• GIVEN PROBLEM: Reproduce the listing below line for line, leaving out the pictures.

• THE INPUT:
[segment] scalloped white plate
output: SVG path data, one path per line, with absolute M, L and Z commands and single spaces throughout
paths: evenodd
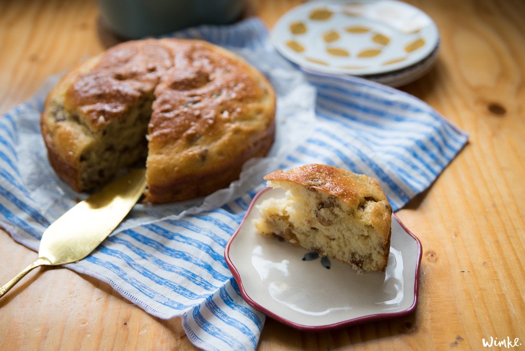
M 410 67 L 439 41 L 426 14 L 396 0 L 310 2 L 285 14 L 271 33 L 278 51 L 300 66 L 359 76 Z
M 386 271 L 358 274 L 335 260 L 303 260 L 311 255 L 307 250 L 257 232 L 252 220 L 259 211 L 254 206 L 284 193 L 271 188 L 259 192 L 225 249 L 226 263 L 249 305 L 308 330 L 392 317 L 415 309 L 421 244 L 395 215 Z

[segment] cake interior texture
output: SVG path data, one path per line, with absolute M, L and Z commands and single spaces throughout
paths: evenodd
M 261 234 L 349 263 L 360 271 L 385 270 L 390 231 L 385 237 L 384 231 L 374 225 L 374 213 L 384 211 L 383 201 L 366 197 L 352 208 L 333 195 L 293 182 L 274 180 L 267 185 L 285 189 L 286 198 L 268 199 L 257 206 L 261 215 L 254 224 Z
M 50 92 L 40 122 L 50 163 L 76 191 L 145 167 L 144 201 L 205 196 L 264 157 L 275 94 L 242 58 L 207 42 L 125 42 L 74 67 Z

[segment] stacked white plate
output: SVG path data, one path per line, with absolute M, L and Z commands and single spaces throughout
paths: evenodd
M 286 13 L 276 24 L 271 41 L 301 67 L 396 87 L 429 70 L 439 34 L 426 14 L 405 3 L 329 0 Z

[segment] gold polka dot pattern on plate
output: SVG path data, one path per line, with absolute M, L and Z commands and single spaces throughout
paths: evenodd
M 340 36 L 339 33 L 335 30 L 330 30 L 323 35 L 323 40 L 327 43 L 332 43 L 339 40 Z
M 288 40 L 286 46 L 296 53 L 302 53 L 304 51 L 304 47 L 295 40 Z
M 425 39 L 419 38 L 414 42 L 412 42 L 405 47 L 405 51 L 407 53 L 412 53 L 425 46 Z
M 306 33 L 306 25 L 302 22 L 293 22 L 290 25 L 290 32 L 292 34 L 304 34 Z
M 374 43 L 376 43 L 381 45 L 388 45 L 388 43 L 390 43 L 390 38 L 381 33 L 376 33 L 374 34 L 374 36 L 372 37 L 372 40 Z
M 361 58 L 375 57 L 381 53 L 381 49 L 366 49 L 358 54 L 358 57 Z
M 328 8 L 318 8 L 310 13 L 310 19 L 312 20 L 328 20 L 333 13 Z
M 322 65 L 323 66 L 330 66 L 328 63 L 322 61 L 321 60 L 318 60 L 317 58 L 310 58 L 310 57 L 307 57 L 306 59 L 307 61 L 310 61 L 314 64 L 317 64 L 318 65 Z
M 327 52 L 334 56 L 350 56 L 350 53 L 345 49 L 340 47 L 331 47 L 327 49 Z
M 361 33 L 366 33 L 370 32 L 370 29 L 366 27 L 346 27 L 344 30 L 349 33 L 354 34 L 360 34 Z

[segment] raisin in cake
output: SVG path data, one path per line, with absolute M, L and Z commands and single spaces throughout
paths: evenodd
M 285 241 L 361 271 L 382 271 L 390 250 L 392 207 L 377 181 L 323 164 L 266 175 L 286 191 L 258 206 L 254 220 L 263 235 Z
M 146 159 L 146 201 L 209 194 L 274 140 L 275 95 L 264 76 L 208 43 L 124 43 L 67 73 L 41 129 L 50 162 L 74 189 L 98 187 Z

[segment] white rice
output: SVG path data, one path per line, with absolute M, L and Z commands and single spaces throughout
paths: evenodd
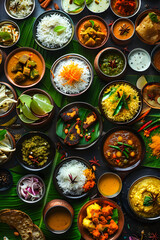
M 54 31 L 56 26 L 66 29 L 58 34 Z M 43 17 L 37 25 L 36 36 L 41 44 L 48 48 L 57 48 L 68 42 L 72 35 L 72 25 L 68 18 L 54 13 Z
M 14 8 L 15 4 L 19 4 L 17 11 Z M 9 11 L 10 13 L 18 18 L 26 17 L 30 14 L 33 8 L 33 0 L 10 0 Z
M 80 195 L 83 193 L 83 186 L 87 180 L 83 174 L 85 169 L 87 169 L 87 167 L 77 160 L 71 160 L 63 164 L 56 178 L 64 194 Z M 76 177 L 76 183 L 71 183 L 69 174 L 71 174 L 73 178 Z
M 71 62 L 74 62 L 75 64 L 78 64 L 78 66 L 80 68 L 83 68 L 83 72 L 81 74 L 81 79 L 83 79 L 83 81 L 81 81 L 81 80 L 78 81 L 78 82 L 75 81 L 73 83 L 73 85 L 69 85 L 69 84 L 62 85 L 64 83 L 66 83 L 67 80 L 62 78 L 59 74 L 63 70 L 63 66 L 70 65 Z M 91 79 L 91 73 L 90 73 L 90 70 L 88 68 L 88 64 L 83 60 L 79 60 L 79 59 L 76 59 L 76 58 L 69 58 L 69 59 L 61 61 L 57 65 L 57 67 L 54 71 L 53 81 L 60 91 L 62 91 L 64 93 L 74 94 L 74 93 L 82 92 L 84 89 L 86 89 L 86 87 L 88 86 L 88 84 L 90 82 L 90 79 Z

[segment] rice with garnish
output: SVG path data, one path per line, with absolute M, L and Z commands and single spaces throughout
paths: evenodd
M 56 27 L 63 27 L 63 30 L 57 32 Z M 71 35 L 70 20 L 58 13 L 43 17 L 37 25 L 37 39 L 48 48 L 62 47 L 69 41 Z
M 56 179 L 64 194 L 81 195 L 84 192 L 83 186 L 86 182 L 86 177 L 83 171 L 85 169 L 87 167 L 77 160 L 71 160 L 63 164 L 58 171 Z M 69 175 L 72 176 L 72 179 L 75 178 L 74 183 L 71 182 Z
M 18 18 L 28 16 L 33 8 L 33 0 L 10 0 L 9 11 Z
M 82 69 L 80 80 L 73 82 L 71 85 L 66 84 L 67 80 L 65 77 L 61 77 L 60 73 L 63 71 L 64 67 L 70 65 L 71 63 L 77 64 L 79 68 Z M 76 94 L 80 93 L 85 90 L 91 81 L 91 72 L 88 67 L 88 64 L 77 58 L 69 58 L 61 61 L 54 71 L 54 83 L 56 84 L 57 88 L 68 94 Z
M 117 122 L 125 122 L 131 120 L 139 110 L 140 107 L 140 98 L 138 95 L 138 91 L 132 88 L 129 84 L 115 84 L 111 85 L 109 88 L 104 91 L 104 95 L 109 93 L 112 88 L 117 88 L 117 90 L 107 99 L 103 101 L 102 97 L 102 109 L 106 116 L 113 121 Z M 114 115 L 114 111 L 118 105 L 119 99 L 117 98 L 118 92 L 122 91 L 125 93 L 126 97 L 128 97 L 127 104 L 128 109 L 122 107 L 118 114 Z

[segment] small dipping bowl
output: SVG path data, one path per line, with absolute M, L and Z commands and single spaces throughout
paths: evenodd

• TASK SOLUTION:
[segment] scalloped white plate
output: SVG path data, one path per line, with absolute M, L and Z commands and single spaces throughout
paths: evenodd
M 410 67 L 439 41 L 426 14 L 396 0 L 310 2 L 285 14 L 271 33 L 278 51 L 300 66 L 359 76 Z
M 386 271 L 358 274 L 335 260 L 303 260 L 311 255 L 307 250 L 257 232 L 252 220 L 259 211 L 254 206 L 284 193 L 271 188 L 259 192 L 225 249 L 226 263 L 249 305 L 308 330 L 392 317 L 415 309 L 421 244 L 395 215 Z

[segment] cake interior texture
output: SVG path data, one path per line, with absolute M, L and Z commands and single spaces throughout
paths: evenodd
M 261 234 L 349 263 L 360 271 L 385 270 L 390 231 L 385 237 L 384 231 L 374 225 L 374 213 L 384 211 L 383 201 L 366 197 L 352 208 L 333 195 L 293 182 L 274 180 L 267 185 L 285 189 L 286 198 L 268 199 L 257 206 L 261 215 L 254 224 Z
M 50 92 L 40 122 L 50 163 L 76 191 L 145 167 L 144 201 L 205 196 L 264 157 L 275 94 L 242 58 L 207 42 L 125 42 L 74 67 Z

[segment] stacked white plate
output: SVG path data, one path per line, with absolute M, L and Z commands and single spaces throughout
paths: evenodd
M 286 13 L 276 24 L 271 41 L 301 67 L 396 87 L 429 70 L 439 34 L 426 14 L 405 3 L 329 0 Z

[segment] gold polka dot pattern on plate
output: SVG path data, one path per line, with absolute M, L and Z commands and single spaces throughout
paths: evenodd
M 340 36 L 339 33 L 335 30 L 330 30 L 323 35 L 323 40 L 327 43 L 332 43 L 339 40 Z
M 288 40 L 286 46 L 296 53 L 302 53 L 304 51 L 304 47 L 295 40 Z
M 425 39 L 419 38 L 414 42 L 412 42 L 405 47 L 405 51 L 407 53 L 412 53 L 425 46 Z
M 306 33 L 306 25 L 302 22 L 293 22 L 290 25 L 290 32 L 292 34 L 304 34 Z
M 374 43 L 376 43 L 381 45 L 388 45 L 388 43 L 390 43 L 390 38 L 381 33 L 376 33 L 374 34 L 374 36 L 372 37 L 372 40 Z
M 361 58 L 375 57 L 381 53 L 381 49 L 366 49 L 358 54 L 358 57 Z
M 328 8 L 318 8 L 310 13 L 310 19 L 312 20 L 328 20 L 333 13 Z
M 322 65 L 323 66 L 330 66 L 328 63 L 322 61 L 321 60 L 318 60 L 317 58 L 310 58 L 310 57 L 307 57 L 306 59 L 307 61 L 310 61 L 314 64 L 317 64 L 318 65 Z
M 327 52 L 334 56 L 350 56 L 350 53 L 345 49 L 340 47 L 331 47 L 327 49 Z
M 361 33 L 366 33 L 370 32 L 370 29 L 366 27 L 346 27 L 344 30 L 349 33 L 354 34 L 360 34 Z

[segment] raisin in cake
output: SVG path data, one path per line, with absolute M, L and Z commands and single spaces throughout
paths: evenodd
M 285 241 L 361 271 L 382 271 L 390 250 L 392 207 L 377 181 L 323 164 L 266 175 L 286 191 L 258 206 L 254 220 L 263 235 Z
M 146 159 L 146 201 L 209 194 L 274 140 L 275 95 L 264 76 L 208 43 L 124 43 L 67 73 L 41 129 L 50 162 L 74 189 L 98 187 Z

[segment] white rice
output: SVG path data, one path per line, with absolute M, L and Z commands and single spaces throughout
paths: evenodd
M 54 31 L 56 26 L 66 29 L 58 34 Z M 43 17 L 37 25 L 36 36 L 41 44 L 48 48 L 57 48 L 68 42 L 72 35 L 72 25 L 68 18 L 54 13 Z
M 14 8 L 15 4 L 19 4 L 17 11 Z M 9 11 L 10 13 L 18 18 L 26 17 L 30 14 L 33 8 L 33 0 L 10 0 Z
M 80 195 L 83 193 L 83 186 L 87 180 L 83 174 L 85 169 L 87 169 L 87 167 L 77 160 L 71 160 L 63 164 L 56 178 L 64 194 Z M 76 177 L 76 183 L 71 183 L 69 174 L 71 174 L 73 178 Z
M 71 62 L 74 62 L 75 64 L 78 64 L 78 66 L 80 68 L 83 68 L 83 72 L 81 74 L 81 79 L 83 79 L 83 81 L 81 81 L 81 80 L 78 81 L 78 82 L 75 81 L 73 83 L 73 85 L 69 85 L 69 84 L 62 85 L 64 83 L 66 83 L 67 80 L 62 78 L 59 74 L 63 70 L 63 66 L 70 65 Z M 91 79 L 91 73 L 90 73 L 90 70 L 88 68 L 88 64 L 83 60 L 79 60 L 79 59 L 76 59 L 76 58 L 69 58 L 69 59 L 61 61 L 57 65 L 57 67 L 54 71 L 53 81 L 60 91 L 62 91 L 64 93 L 74 94 L 74 93 L 82 92 L 84 89 L 86 89 L 86 87 L 88 86 L 88 84 L 90 82 L 90 79 Z

[segment] rice with garnish
output: SVG path data, one path per line, with absolute M, L and Z commands and single spaces throughout
paths: evenodd
M 56 27 L 63 27 L 63 30 L 57 32 Z M 71 35 L 70 20 L 58 13 L 43 17 L 37 25 L 37 39 L 48 48 L 62 47 L 69 41 Z
M 56 179 L 64 194 L 81 195 L 84 192 L 83 186 L 86 182 L 86 177 L 83 171 L 85 169 L 87 167 L 77 160 L 71 160 L 63 164 L 58 171 Z M 69 175 L 72 176 L 72 179 L 75 178 L 74 183 L 71 182 Z
M 18 18 L 28 16 L 33 8 L 33 0 L 10 0 L 9 11 Z
M 82 69 L 80 80 L 73 82 L 71 85 L 66 84 L 67 80 L 65 77 L 61 77 L 60 73 L 63 71 L 64 67 L 70 65 L 71 63 L 77 64 L 79 68 Z M 76 94 L 80 93 L 85 90 L 91 81 L 91 72 L 88 67 L 88 64 L 77 58 L 69 58 L 61 61 L 54 71 L 54 83 L 56 84 L 57 88 L 68 94 Z
M 117 122 L 125 122 L 131 120 L 139 110 L 140 107 L 140 98 L 138 95 L 138 91 L 132 88 L 129 84 L 115 84 L 111 85 L 109 88 L 104 91 L 104 95 L 109 93 L 112 88 L 117 88 L 117 90 L 107 99 L 103 101 L 102 97 L 102 109 L 106 116 L 113 121 Z M 114 115 L 114 111 L 118 105 L 119 99 L 117 98 L 118 92 L 122 91 L 125 93 L 126 97 L 128 97 L 127 104 L 128 109 L 122 107 L 118 114 Z

[segment] small dipping bowl
output: SVG path data, one path per line, with absolute M, L and Z commands and single spaces throughout
paths: evenodd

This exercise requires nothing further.